--- BEGIN RECORDS FOR THE EXERCISE ---

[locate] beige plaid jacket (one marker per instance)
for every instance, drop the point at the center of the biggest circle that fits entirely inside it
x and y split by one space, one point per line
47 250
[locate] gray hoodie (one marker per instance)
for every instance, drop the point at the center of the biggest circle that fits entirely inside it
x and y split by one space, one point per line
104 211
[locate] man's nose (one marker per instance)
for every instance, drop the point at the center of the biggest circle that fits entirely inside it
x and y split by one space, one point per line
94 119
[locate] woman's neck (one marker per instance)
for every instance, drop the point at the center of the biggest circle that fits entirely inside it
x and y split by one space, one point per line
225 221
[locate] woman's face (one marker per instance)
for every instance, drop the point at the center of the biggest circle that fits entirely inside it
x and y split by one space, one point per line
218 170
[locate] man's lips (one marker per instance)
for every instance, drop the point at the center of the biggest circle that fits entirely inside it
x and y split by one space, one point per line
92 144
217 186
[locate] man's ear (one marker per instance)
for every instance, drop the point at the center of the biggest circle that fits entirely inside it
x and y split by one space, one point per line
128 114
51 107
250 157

--- END RECORDS FOR THE EXERCISE ---

WRITTEN EXERCISE.
Reproduce verbatim the lines of the records beginning with the line that contains "[locate] woman's face" and continuing through the final line of the records.

EXERCISE ANSWER.
[locate] woman's face (one marker per instance)
for every instance, drop the point at the center of the biggest circle that fits entirely inside it
x and y split by one space, one point per line
218 170
[locate] man's lips (one marker per instance)
for every instance, drop the point at the center of the biggest circle that fits entirely inside it
x and y split by one space, one point per line
92 144
217 186
[locate] man's ear (one marker per instance)
for every instance, drop the point at the center of the biggest circle that fits entirely inside it
x and y split by one space, one point per line
128 114
51 107
250 157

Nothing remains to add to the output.